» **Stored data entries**
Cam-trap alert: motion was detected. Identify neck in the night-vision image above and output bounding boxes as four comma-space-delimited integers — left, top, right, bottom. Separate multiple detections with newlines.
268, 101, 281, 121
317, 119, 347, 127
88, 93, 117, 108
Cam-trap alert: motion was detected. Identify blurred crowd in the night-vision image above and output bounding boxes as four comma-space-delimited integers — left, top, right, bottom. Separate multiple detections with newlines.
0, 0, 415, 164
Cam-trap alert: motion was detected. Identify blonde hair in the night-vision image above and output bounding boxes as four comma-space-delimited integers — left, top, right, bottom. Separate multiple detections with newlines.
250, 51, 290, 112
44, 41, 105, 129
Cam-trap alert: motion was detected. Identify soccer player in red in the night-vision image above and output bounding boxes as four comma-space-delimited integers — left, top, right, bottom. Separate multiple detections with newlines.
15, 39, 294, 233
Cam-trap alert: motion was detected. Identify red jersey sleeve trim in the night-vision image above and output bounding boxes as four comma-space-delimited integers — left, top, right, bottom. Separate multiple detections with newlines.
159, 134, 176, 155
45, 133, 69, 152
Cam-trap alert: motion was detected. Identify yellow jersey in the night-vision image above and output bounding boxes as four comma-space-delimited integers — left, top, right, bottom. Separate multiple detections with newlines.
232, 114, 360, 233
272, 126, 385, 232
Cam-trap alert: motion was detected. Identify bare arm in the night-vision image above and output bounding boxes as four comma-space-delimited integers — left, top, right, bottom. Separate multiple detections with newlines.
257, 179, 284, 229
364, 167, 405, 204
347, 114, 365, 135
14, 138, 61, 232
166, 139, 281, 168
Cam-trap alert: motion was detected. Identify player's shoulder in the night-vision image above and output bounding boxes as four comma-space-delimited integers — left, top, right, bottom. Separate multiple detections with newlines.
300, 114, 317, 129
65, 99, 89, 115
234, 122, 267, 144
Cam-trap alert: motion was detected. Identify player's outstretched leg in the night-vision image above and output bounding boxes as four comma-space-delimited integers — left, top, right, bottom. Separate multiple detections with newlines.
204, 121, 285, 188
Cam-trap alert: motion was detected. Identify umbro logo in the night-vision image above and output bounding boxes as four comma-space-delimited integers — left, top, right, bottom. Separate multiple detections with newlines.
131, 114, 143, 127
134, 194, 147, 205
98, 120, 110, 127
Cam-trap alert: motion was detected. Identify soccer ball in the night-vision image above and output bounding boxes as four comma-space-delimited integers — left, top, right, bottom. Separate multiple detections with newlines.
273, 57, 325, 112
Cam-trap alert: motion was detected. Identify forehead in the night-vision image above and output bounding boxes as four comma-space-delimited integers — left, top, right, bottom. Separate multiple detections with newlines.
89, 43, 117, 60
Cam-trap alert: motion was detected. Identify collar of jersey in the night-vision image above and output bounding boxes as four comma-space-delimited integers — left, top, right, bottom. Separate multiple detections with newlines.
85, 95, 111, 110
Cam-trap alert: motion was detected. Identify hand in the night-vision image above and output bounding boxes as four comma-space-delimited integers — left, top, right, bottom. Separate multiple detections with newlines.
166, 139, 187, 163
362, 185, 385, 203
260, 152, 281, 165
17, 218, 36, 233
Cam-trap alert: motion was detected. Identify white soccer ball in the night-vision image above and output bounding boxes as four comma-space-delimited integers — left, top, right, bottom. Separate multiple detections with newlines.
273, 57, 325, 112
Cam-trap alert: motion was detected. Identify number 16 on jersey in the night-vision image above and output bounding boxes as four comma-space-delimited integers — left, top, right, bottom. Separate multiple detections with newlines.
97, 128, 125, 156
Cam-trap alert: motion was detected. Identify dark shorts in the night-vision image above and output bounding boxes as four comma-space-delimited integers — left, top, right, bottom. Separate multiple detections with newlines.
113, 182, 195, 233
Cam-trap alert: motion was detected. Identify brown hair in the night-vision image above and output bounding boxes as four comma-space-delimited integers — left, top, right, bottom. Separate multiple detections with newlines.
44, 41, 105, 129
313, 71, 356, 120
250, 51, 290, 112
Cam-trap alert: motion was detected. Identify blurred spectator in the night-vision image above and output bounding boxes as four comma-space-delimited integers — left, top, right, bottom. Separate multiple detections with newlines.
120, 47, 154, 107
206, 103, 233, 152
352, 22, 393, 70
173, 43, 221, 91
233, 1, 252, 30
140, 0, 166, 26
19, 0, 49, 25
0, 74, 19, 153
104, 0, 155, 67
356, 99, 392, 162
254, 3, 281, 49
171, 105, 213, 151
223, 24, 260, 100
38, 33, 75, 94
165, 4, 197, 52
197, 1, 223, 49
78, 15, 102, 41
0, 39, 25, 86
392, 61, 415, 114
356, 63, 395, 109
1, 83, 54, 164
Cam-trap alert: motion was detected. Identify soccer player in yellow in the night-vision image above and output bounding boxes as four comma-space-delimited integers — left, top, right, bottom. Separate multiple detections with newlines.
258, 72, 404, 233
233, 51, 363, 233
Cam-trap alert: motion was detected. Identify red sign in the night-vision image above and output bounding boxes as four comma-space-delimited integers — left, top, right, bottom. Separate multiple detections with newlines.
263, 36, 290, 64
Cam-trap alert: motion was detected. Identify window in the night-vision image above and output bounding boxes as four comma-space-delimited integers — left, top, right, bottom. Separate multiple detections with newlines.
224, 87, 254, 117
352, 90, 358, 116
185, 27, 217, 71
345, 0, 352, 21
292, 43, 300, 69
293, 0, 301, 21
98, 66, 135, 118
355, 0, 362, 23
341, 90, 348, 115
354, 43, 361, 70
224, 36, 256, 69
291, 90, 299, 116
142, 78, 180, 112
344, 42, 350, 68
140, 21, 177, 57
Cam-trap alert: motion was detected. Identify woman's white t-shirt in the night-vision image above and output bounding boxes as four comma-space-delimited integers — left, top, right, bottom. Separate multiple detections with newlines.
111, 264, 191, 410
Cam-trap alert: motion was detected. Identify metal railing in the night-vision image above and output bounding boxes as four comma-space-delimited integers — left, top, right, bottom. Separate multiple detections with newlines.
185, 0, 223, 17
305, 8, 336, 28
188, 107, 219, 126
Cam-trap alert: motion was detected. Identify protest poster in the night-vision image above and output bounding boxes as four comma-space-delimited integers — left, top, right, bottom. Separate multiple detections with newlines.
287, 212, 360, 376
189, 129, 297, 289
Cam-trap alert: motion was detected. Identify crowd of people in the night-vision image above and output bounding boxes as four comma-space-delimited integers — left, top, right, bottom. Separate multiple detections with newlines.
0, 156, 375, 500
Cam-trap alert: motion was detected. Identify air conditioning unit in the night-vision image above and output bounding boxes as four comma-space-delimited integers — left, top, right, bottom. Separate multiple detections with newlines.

» **WHAT IS EXPECTED**
Rewrite all of the data above with "Cam-trap alert" changed to "Trail-camera alert" throughout. Leave everything else as it stands.

» **CORRECT ANSWER**
Trail-camera alert: motion was detected. Identify neck in the night-vision image above and output bounding boxes as four comma-space-delimited integers — left, top, right, bottom. Separate multiple detections with newlines.
268, 101, 281, 121
317, 119, 347, 127
88, 93, 117, 108
Trail-camera alert: motion was detected. Identify blurred crowd in the night-vision image above and output bounding boxes as four comma-space-delimited integers — left, top, right, bottom. Separate multiple detections with newlines.
0, 0, 415, 164
Trail-camera alert: motion was detected. Identify blonde hair in the night-vision image above and output bounding boxes as four comma-space-delimited integers — left, top, right, bottom. Separate multiple detections with newlines.
250, 51, 290, 112
44, 41, 105, 129
Trail-camera alert: motion was detected. Identify soccer player in red in the night-vision image above and output bounding boxes as four comma-space-delimited integers — left, top, right, bottom. Separate multiple detections with newlines.
15, 39, 294, 233
Trail-camera alert: motion was detected. Identify red jersey sleeve trim in the night-vision image above and output bounding boxes as four comma-space-delimited integers — left, top, right, bottom. Separate multiple detections with newlines.
159, 134, 176, 155
45, 133, 69, 152
Trail-camera alert: motion was detected. Identify yellow jersey in the night-vision image above and output bounding boxes as four comma-space-delimited integers — left, top, right, bottom. Separate multiple detections with newlines.
232, 114, 360, 233
272, 126, 385, 232
Trail-camera alert: motion was detected. Identify bare arm in the night-vision image above and output bounding boxes as four comma-space-delimited integers — left, top, right, bottom. Separate multiple detections with newlines.
257, 179, 284, 229
364, 167, 405, 204
347, 114, 365, 135
14, 138, 61, 232
166, 139, 281, 168
Trail-camera alert: motion was detected. Identify player's shoulder in the night-vision image above and output bounding boxes as four comma-space-delimited integers — left, top, right, bottom. Separate multiple detections with newlines.
300, 114, 317, 129
65, 99, 89, 115
234, 122, 267, 144
Trail-camera alert: motion was detected. Identify player's outstretched leg in the night-vision image above and output bounding boxes as four comma-space-delimited integers — left, top, right, bottom. Separate multiple detections with newlines.
204, 121, 285, 188
Trail-camera alert: motion was detected. Identify umbro logo in the night-vision image above and output bounding boxes as four comma-space-delimited integers — left, top, right, bottom. Separate multiple detections with newlines.
131, 114, 143, 127
134, 194, 147, 205
98, 120, 110, 127
Trail-camera alert: motion was detected. Identify soccer ball in the night-vision image above and output bounding boxes as four comma-space-delimited integers — left, top, right, bottom. Separate multiple detections with newlines.
273, 57, 325, 112
Trail-camera alert: motion was detected. Identify forehead in the night-vision image above and output bounding boxes as four comma-space-delimited integers — left, top, right, bottom. Separate multiple detections with newlines.
89, 43, 117, 60
Trail-camera alert: motion was detected. Identify collar of jersey in the night-vision image above and output bounding boxes as four comma-space-delimited integers — left, top, right, bottom. Separate multiple detections with newlines.
85, 95, 111, 110
Trail-camera alert: motion was detected. Identify hand in the night-vision image above and output bounding boxes as four comma-space-delimited integers — left, top, right, bottom. Separate multiple detections with newlines.
166, 139, 187, 163
362, 185, 385, 203
260, 152, 281, 165
17, 218, 36, 233
Trail-camera alert: motion was detected. Identify white soccer ball in the night-vision image above and output bounding boxes as four comma-space-delimited integers — left, top, right, bottom. Separate multiple detections with newlines.
273, 57, 325, 112
Trail-camera alert: motion was detected. Identify number 16 on jersey in the night-vision image above and output bounding boxes as four comma-space-delimited integers — left, top, right, bottom. Separate multiple detections with newlines.
97, 128, 125, 156
Trail-camera alert: motion was detected. Identify dark shorts in the night-vision image above and output bounding boxes as four comma-space-delimited integers — left, top, right, bottom. Separate multiple detections with newlines.
113, 182, 195, 233
Trail-camera alert: motion was detected. Identify brown hair in the night-vision image above and output bounding boxes as four comma-space-delimited integers — left, top, right, bottom. Separate multiple detections with newlines.
44, 41, 105, 129
313, 71, 356, 120
250, 51, 290, 112
Trail-camera alert: motion was detected. Identify blurred spectator in the night-vision image above and output bounding boxes as four comma-space-delimited integers — left, top, right, bottom. Separate multiple detections with newlines.
120, 47, 154, 107
206, 103, 233, 152
352, 22, 393, 70
173, 43, 221, 91
233, 1, 252, 30
140, 0, 166, 26
19, 0, 49, 25
0, 74, 19, 153
104, 0, 155, 67
356, 99, 392, 162
254, 3, 281, 49
171, 105, 213, 151
223, 24, 260, 100
38, 33, 75, 94
165, 4, 197, 52
197, 1, 223, 49
78, 15, 102, 41
0, 39, 25, 86
392, 61, 415, 114
356, 63, 395, 109
1, 83, 54, 164
Trail-camera alert: motion was detected. Identify soccer player in yellow in the night-vision image above and output bounding boxes as four comma-space-delimited integers — left, top, right, bottom. Separate multiple detections with newlines.
258, 72, 404, 233
233, 51, 363, 233
Trail-camera alert: motion was detected. Identify red sign in the night-vision image above and output bounding boxes as four comma-space-delimited integers — left, top, right, bottom. Separate multiple detections with newlines.
263, 36, 290, 64
Trail-camera alert: motion was detected. Identify window in the night-vision image above and output bounding boxes as four comma-space-delimited integers — left, top, right, bottom. Separate multiple detections with newlines.
224, 87, 254, 117
352, 90, 358, 116
185, 27, 217, 71
345, 0, 352, 21
292, 43, 300, 69
293, 0, 301, 21
98, 66, 135, 118
355, 0, 362, 23
341, 90, 348, 115
354, 43, 361, 70
224, 36, 256, 69
291, 90, 299, 116
142, 78, 180, 112
344, 42, 350, 68
140, 21, 177, 57
Trail-camera alert: motion was detected. Identify woman's white t-shirt in the night-vision image above and output bounding boxes as four comma-space-delimited integers — left, top, right, bottom. Separate multiple detections with newlines.
111, 264, 191, 410
Trail-camera alert: motion was detected. Identify metal railing in the night-vision image above and output bounding boxes as four comma-space-delimited integers — left, top, right, bottom. Separate multiple detections with newlines.
185, 0, 223, 17
305, 8, 336, 28
188, 107, 219, 126
Trail-camera alert: motion was detected. Identify protest poster in the night-vision image above and output bounding boxes as four comma-space-delimited integers — left, top, right, bottom. Separate multiple detections with newlines.
287, 212, 360, 376
189, 129, 297, 289
Trail-camera alert: motion was detected. Identify crowd of people in the night-vision image above and output bounding boxes as four comma-space-delimited integers — left, top, right, bottom. Separate multiple detections with newlines.
0, 156, 375, 500
Trail-camera alert: motion was detected. Identify air conditioning unit in the night-vision image above and output bounding boxes as four comma-space-delimited integers — left, top, right, bottom. Separate multiple detections with newlines.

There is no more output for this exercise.